__TASK INSTRUCTIONS__
Copy the records below exactly, but leave out any picture they contain.

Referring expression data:
####################

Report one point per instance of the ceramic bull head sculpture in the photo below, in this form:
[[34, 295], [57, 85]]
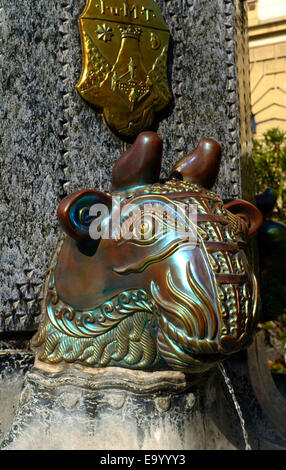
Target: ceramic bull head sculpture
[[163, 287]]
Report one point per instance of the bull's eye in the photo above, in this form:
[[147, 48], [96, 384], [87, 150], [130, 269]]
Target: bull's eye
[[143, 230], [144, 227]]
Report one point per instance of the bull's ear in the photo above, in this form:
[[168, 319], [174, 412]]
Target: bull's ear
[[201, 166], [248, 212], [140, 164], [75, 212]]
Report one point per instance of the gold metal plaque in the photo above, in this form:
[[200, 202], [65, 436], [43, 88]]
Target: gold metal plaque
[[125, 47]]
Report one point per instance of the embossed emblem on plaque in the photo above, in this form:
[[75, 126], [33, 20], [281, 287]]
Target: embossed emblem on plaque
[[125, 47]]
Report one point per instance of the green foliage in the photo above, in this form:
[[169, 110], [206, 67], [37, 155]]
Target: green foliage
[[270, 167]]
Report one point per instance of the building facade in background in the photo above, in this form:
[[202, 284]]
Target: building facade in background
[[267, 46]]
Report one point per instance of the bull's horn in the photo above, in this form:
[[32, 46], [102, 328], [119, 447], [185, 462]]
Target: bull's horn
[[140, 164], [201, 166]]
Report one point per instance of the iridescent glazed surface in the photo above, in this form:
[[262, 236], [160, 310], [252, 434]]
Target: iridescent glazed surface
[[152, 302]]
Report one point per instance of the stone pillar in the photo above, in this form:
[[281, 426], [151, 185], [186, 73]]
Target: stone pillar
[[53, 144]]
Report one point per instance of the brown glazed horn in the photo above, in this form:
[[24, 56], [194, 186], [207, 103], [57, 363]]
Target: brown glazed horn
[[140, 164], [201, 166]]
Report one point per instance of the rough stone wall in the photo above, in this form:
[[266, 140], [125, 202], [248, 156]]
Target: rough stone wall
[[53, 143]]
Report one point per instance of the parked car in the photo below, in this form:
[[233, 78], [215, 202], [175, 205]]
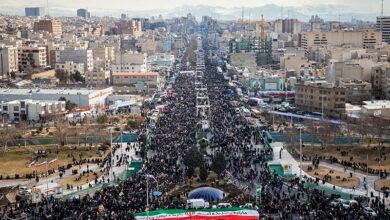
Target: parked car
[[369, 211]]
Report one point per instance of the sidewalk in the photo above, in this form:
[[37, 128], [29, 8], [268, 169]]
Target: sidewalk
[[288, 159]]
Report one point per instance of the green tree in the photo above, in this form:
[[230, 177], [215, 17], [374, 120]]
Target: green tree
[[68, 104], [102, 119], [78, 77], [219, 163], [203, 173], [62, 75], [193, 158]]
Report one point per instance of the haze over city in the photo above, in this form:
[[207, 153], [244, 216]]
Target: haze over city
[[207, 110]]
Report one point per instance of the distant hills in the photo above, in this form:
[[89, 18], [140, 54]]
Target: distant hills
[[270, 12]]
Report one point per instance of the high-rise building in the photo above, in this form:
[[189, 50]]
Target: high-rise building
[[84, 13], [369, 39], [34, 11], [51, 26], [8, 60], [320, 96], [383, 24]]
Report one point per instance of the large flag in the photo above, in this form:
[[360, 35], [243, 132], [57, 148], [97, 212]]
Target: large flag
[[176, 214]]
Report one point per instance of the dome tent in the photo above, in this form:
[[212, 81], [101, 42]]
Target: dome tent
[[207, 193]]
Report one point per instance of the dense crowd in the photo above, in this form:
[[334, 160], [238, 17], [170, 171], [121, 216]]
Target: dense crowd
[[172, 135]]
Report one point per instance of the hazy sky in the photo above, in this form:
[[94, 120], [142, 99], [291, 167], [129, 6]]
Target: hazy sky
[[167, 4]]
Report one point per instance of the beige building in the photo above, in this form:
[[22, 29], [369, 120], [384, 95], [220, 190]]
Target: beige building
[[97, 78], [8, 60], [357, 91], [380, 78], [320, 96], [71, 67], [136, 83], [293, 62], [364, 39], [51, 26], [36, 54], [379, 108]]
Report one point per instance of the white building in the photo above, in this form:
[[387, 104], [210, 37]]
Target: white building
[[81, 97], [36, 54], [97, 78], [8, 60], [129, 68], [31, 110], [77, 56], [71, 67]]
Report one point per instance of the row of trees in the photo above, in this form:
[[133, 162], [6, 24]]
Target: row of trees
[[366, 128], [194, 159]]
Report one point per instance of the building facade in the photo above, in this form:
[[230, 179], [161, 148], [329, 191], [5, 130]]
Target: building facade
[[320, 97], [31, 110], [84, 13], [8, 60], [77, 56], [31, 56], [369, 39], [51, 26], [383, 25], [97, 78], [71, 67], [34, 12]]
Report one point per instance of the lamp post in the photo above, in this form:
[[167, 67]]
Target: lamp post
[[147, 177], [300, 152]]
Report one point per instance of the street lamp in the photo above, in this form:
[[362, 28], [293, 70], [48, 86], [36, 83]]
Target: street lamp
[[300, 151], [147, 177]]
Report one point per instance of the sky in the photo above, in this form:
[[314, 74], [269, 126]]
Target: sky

####################

__YOUR RESPONSE__
Report one point per instance of the ceramic bull head sculpture in the photo below, in this form:
[[34, 295], [57, 85]]
Target: ceramic bull head sculpture
[[163, 287]]
Report one point per instance of the bull's eye in the photo above, in this form:
[[147, 48], [96, 384], [87, 150], [130, 269]]
Target: bull's eye
[[143, 230], [144, 227]]
Report one point per instance of the bull's ear in the photo above, in this form:
[[168, 319], [174, 412]]
Target: bull's ear
[[201, 166], [248, 212], [140, 164], [75, 212]]
Report one point per instance of the gold metal plaque in the photo above, in this form:
[[200, 202], [65, 436], [43, 88]]
Target: gold metal plaque
[[125, 47]]
Report one point per instance of the embossed emblem on plaque in the photo above, in this form:
[[75, 126], [33, 20], [281, 287]]
Target: embossed emblem on plaque
[[125, 47]]
Report one point per instance of the green foliage in the photo above, in this form:
[[169, 110], [206, 67], [37, 155]]
Target: green foliage
[[270, 167]]
Report one point per instance of the building facade in background in the photo above, in this form:
[[202, 284]]
Target: building facade in background
[[267, 46]]
Report one point per instance of the bull's horn in the photo above, in this form:
[[32, 46], [102, 328], [119, 447], [185, 462]]
Target: bull's horn
[[140, 164], [201, 166]]
Report one point per instance of the iridescent glazed surface in the photo above, in this form:
[[262, 236], [160, 310], [252, 434]]
Target: iridescent glazed surface
[[152, 302]]
Report one point per instance of the stone pillar in the photo above, in this form:
[[281, 426], [151, 185], [186, 73]]
Target: stone pillar
[[53, 144]]
Report one point per instance of the brown glazed horn in the photo above, in this form:
[[24, 56], [194, 186], [207, 103], [57, 363]]
Target: brown glazed horn
[[140, 164], [201, 166]]
Report one point per instance of the rough stone wall in the photo above, in this form:
[[266, 140], [125, 202], [248, 156]]
Target: rough stone wall
[[53, 143]]
Report one point per instance of the parked car in the photo below, in this form:
[[233, 78], [215, 202], [175, 205]]
Target: parked car
[[369, 211]]
Report one point per instance of the sidewalk in the photo above, in this form:
[[37, 128], [29, 8], [268, 169]]
Target: sidewalk
[[288, 159]]
Report one point per instance of the green tree in the photo above, in this form:
[[230, 177], [215, 17], [374, 120]]
Target: green tree
[[68, 104], [102, 119], [78, 77], [219, 163], [203, 173], [62, 75], [193, 158]]
Report one point per instance of the haze over city in the photo above, in this form:
[[207, 153], [244, 216]]
Target: haze over city
[[207, 110]]
Report one point per instance of the distant hills in the photo above, in this form:
[[89, 18], [140, 54]]
Target: distant hills
[[270, 12]]
Report one point per instance of the high-rise building in the photo above, in this form:
[[189, 50]]
Target: high-rise building
[[84, 13], [369, 39], [34, 11], [51, 26], [8, 60], [320, 96], [383, 24]]
Report one point per instance of the large flag in the photo above, in this form:
[[360, 35], [243, 132], [57, 148], [97, 212]]
Target: large flag
[[176, 214]]
Report one point per instance of the dome tent in the photo above, in this form:
[[212, 81], [101, 42]]
Target: dome tent
[[207, 193]]
Report one point per instance of the dense crowd in the photo above, in this form:
[[334, 160], [238, 17], [170, 171], [121, 216]]
Target: dense crowd
[[172, 135]]
Report one point per instance of the hazy sky in the photo above, in this form:
[[94, 120], [142, 99], [291, 167], [129, 6]]
Target: hazy sky
[[167, 4]]
Report one point per instance of the beige building in the photo above, in this form:
[[22, 29], [369, 120], [384, 95], [220, 190]]
Target: beige building
[[97, 78], [8, 60], [357, 91], [380, 78], [320, 96], [71, 67], [136, 83], [293, 62], [364, 39], [51, 26], [36, 54], [379, 108]]
Report one point per instance of the white building in the photo above, in this form:
[[387, 104], [210, 37]]
Target: white building
[[81, 97], [36, 54], [97, 78], [8, 60], [129, 68], [31, 110], [77, 56], [71, 67]]
Report one point per instance of the row of trees in the photo above, in this form:
[[133, 162], [6, 24]]
Target: row of trees
[[366, 128], [194, 159]]
Report one point per instance of the building facade in the photo above, in this form:
[[230, 179], [161, 148], [329, 191], [5, 130]]
Target: building facade
[[320, 97], [31, 110], [84, 13], [8, 60], [77, 56], [31, 56], [369, 39], [51, 26], [383, 25], [97, 78], [71, 67], [34, 12]]
Report one point per instance of the lamp post in the photo above, in this form:
[[167, 67]]
Target: lamp post
[[147, 177], [300, 152]]
Report one point per instance of the street lamp in the photo above, in this form:
[[362, 28], [293, 70], [48, 86], [36, 83]]
Target: street lamp
[[300, 151], [147, 177]]
Report one point per instance of the sky in the photo above, in this form:
[[314, 74], [269, 126]]
Target: sky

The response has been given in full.